WORK ITEM –
For each entry below, please return its exact wording and leave out any picture.

MATERIAL FOR THIS TASK –
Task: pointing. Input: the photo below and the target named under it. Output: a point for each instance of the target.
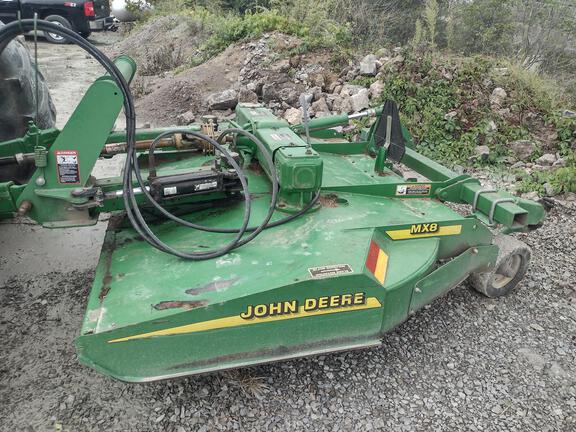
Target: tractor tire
(511, 266)
(61, 21)
(18, 96)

ANSWER BOX –
Task: pointing. Input: the photo below and the target named under it. Output: a point for each instance of the target.
Target: tractor tire
(511, 266)
(61, 21)
(18, 96)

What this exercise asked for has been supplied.